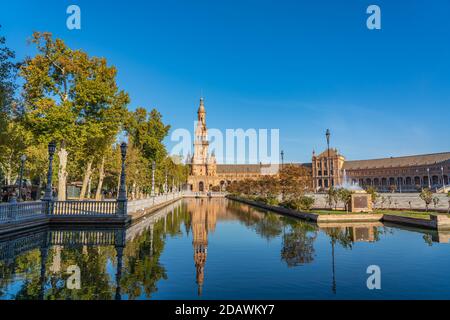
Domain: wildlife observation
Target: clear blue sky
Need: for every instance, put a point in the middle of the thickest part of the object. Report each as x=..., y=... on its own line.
x=300, y=66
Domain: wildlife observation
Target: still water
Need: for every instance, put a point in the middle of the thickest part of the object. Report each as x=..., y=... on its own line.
x=221, y=249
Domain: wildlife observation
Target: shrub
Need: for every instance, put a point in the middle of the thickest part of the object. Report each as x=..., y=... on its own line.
x=302, y=203
x=306, y=203
x=427, y=196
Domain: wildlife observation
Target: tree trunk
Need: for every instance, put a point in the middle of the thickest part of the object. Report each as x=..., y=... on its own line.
x=118, y=187
x=101, y=177
x=62, y=173
x=87, y=177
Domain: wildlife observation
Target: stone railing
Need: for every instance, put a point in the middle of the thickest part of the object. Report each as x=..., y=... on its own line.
x=152, y=201
x=85, y=208
x=10, y=212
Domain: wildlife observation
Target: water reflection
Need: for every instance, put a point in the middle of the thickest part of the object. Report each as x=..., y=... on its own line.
x=129, y=264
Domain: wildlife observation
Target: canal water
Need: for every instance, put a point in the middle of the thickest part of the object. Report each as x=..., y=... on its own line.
x=221, y=249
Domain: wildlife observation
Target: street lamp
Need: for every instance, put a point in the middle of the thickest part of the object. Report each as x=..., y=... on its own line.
x=153, y=177
x=48, y=188
x=122, y=188
x=166, y=186
x=328, y=135
x=23, y=158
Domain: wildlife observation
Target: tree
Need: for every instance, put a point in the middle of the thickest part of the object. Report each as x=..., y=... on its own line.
x=332, y=197
x=345, y=196
x=427, y=196
x=373, y=193
x=70, y=98
x=146, y=131
x=12, y=134
x=436, y=201
x=448, y=196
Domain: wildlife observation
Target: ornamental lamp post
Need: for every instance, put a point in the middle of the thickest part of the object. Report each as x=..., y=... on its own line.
x=166, y=186
x=23, y=158
x=328, y=135
x=123, y=178
x=153, y=177
x=48, y=196
x=429, y=180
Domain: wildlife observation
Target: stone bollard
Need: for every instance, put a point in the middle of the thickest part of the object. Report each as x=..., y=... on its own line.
x=440, y=221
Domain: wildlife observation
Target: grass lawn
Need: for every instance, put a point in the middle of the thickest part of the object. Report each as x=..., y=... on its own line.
x=329, y=212
x=408, y=214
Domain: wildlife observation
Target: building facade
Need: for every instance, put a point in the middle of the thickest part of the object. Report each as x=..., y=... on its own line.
x=402, y=174
x=205, y=174
x=329, y=168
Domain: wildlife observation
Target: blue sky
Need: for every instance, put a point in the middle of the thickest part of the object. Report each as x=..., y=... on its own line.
x=300, y=66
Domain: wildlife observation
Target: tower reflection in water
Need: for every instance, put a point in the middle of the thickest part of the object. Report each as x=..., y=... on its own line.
x=165, y=254
x=204, y=217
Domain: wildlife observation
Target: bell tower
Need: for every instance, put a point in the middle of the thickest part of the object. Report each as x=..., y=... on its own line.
x=201, y=144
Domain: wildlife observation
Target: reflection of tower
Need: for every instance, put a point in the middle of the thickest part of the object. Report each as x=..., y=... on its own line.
x=202, y=221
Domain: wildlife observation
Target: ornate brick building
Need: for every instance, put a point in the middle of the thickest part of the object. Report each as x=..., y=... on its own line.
x=206, y=175
x=404, y=174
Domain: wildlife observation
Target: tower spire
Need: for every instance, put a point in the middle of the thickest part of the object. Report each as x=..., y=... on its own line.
x=202, y=112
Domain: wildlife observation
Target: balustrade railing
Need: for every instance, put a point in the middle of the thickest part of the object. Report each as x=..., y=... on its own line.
x=11, y=212
x=85, y=208
x=21, y=211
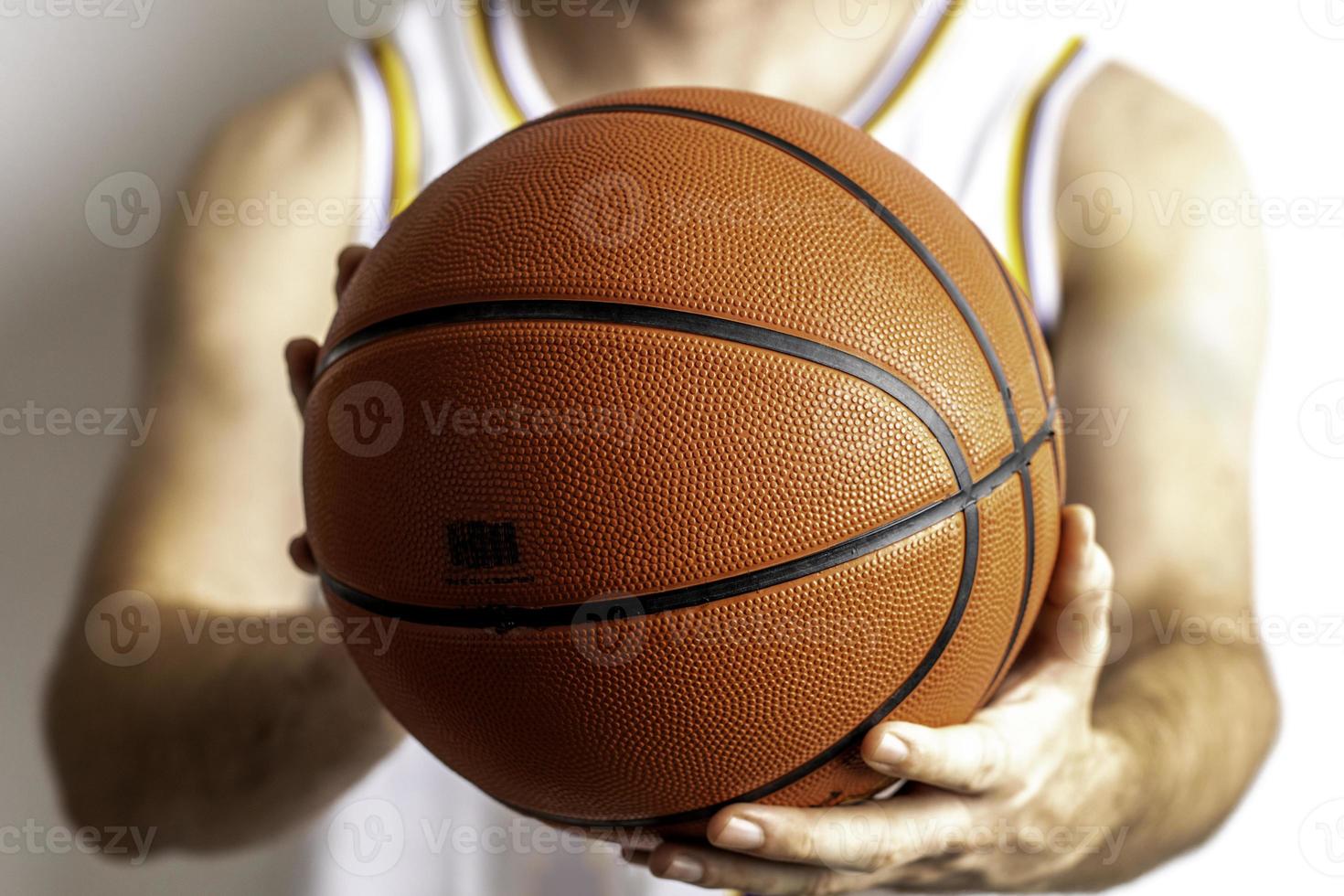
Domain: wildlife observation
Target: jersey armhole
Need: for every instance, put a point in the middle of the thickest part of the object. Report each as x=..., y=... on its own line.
x=1032, y=234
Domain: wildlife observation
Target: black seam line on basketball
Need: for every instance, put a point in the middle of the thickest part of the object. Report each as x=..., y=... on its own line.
x=566, y=614
x=1021, y=315
x=1029, y=511
x=666, y=318
x=864, y=197
x=971, y=559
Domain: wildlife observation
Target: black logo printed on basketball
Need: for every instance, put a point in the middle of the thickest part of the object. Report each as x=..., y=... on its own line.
x=475, y=544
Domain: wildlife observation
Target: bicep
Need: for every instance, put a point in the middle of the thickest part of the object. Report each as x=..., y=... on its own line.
x=205, y=508
x=1158, y=351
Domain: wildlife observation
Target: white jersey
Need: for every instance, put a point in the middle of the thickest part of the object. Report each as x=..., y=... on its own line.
x=975, y=100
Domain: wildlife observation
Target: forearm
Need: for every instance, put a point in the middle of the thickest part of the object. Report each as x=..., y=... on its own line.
x=1192, y=723
x=212, y=741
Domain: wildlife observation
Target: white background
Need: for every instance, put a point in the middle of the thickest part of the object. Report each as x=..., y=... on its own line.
x=89, y=97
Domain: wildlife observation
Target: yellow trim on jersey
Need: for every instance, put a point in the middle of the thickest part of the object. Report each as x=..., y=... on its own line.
x=1020, y=156
x=917, y=68
x=406, y=126
x=488, y=65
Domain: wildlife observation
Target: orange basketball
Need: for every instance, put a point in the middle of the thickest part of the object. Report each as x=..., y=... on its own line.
x=687, y=434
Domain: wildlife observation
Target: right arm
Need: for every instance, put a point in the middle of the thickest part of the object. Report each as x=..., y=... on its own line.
x=217, y=741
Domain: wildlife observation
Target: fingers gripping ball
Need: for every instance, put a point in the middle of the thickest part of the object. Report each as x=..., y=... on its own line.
x=688, y=435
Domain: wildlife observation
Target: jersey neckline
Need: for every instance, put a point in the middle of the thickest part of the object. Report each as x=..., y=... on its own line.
x=517, y=93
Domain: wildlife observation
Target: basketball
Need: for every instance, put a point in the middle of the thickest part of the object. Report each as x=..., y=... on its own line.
x=682, y=437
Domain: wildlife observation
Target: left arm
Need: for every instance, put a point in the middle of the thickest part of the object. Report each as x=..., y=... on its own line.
x=1093, y=764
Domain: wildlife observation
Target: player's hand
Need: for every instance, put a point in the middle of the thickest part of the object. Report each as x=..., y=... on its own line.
x=1017, y=797
x=302, y=361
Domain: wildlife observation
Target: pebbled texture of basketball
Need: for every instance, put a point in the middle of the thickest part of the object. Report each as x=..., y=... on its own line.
x=686, y=434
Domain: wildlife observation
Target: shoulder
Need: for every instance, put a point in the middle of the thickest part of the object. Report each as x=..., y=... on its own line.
x=303, y=133
x=1164, y=163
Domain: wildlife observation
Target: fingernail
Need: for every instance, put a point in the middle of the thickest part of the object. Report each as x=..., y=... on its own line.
x=684, y=869
x=890, y=750
x=741, y=833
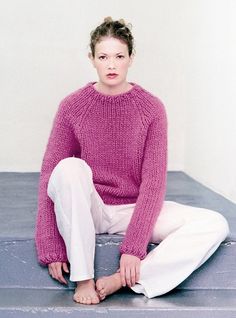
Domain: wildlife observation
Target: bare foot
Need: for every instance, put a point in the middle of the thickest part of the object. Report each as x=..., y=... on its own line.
x=107, y=285
x=85, y=293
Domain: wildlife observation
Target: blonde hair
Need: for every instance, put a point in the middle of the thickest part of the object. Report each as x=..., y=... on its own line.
x=114, y=28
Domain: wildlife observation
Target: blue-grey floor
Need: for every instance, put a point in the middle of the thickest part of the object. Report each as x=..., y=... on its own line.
x=26, y=288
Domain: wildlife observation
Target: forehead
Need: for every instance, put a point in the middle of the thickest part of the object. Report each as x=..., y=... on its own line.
x=111, y=45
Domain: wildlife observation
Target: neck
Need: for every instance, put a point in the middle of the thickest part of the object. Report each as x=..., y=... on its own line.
x=112, y=90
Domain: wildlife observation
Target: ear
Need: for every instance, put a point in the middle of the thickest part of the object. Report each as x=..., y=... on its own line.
x=131, y=58
x=90, y=56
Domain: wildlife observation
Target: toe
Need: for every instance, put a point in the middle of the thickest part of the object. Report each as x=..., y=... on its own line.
x=88, y=300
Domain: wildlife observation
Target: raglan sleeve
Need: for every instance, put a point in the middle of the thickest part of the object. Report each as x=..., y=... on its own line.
x=61, y=144
x=152, y=188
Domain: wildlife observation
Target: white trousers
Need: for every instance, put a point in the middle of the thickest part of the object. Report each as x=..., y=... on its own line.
x=188, y=235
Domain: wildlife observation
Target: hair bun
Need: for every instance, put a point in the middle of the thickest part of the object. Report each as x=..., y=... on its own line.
x=122, y=21
x=108, y=19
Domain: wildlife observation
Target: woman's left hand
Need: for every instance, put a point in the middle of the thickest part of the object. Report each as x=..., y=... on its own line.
x=129, y=269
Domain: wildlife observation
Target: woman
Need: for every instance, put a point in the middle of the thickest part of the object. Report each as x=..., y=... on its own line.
x=104, y=171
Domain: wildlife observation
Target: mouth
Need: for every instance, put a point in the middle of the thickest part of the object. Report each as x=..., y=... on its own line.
x=112, y=75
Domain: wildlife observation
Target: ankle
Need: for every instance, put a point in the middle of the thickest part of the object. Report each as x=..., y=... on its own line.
x=85, y=282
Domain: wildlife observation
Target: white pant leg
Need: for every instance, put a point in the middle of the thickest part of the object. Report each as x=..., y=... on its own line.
x=80, y=214
x=189, y=236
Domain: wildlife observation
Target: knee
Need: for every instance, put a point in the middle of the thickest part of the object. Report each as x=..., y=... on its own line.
x=68, y=169
x=219, y=224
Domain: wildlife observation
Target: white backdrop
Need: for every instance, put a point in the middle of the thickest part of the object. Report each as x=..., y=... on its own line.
x=185, y=54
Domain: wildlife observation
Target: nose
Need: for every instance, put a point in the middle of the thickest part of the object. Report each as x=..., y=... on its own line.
x=111, y=64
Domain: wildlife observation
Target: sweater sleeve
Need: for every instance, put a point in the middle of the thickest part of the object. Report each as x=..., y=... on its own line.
x=152, y=188
x=61, y=144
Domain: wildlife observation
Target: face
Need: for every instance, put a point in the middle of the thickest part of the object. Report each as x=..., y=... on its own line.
x=111, y=57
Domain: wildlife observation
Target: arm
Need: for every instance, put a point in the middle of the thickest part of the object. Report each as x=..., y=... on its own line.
x=61, y=144
x=152, y=189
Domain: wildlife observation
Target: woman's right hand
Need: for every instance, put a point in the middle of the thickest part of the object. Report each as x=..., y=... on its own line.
x=55, y=270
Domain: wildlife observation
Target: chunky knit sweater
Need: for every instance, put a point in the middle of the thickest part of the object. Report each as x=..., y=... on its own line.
x=123, y=138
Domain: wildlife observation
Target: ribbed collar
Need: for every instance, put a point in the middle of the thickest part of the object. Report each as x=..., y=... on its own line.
x=98, y=95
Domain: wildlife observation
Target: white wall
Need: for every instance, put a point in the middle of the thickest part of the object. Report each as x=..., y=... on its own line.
x=185, y=55
x=210, y=70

● **Task to complete**: Reproduce each line of the records in which the string "sweater" appears.

● **Answer box**:
Target: sweater sleeve
Target: chunky knit sweater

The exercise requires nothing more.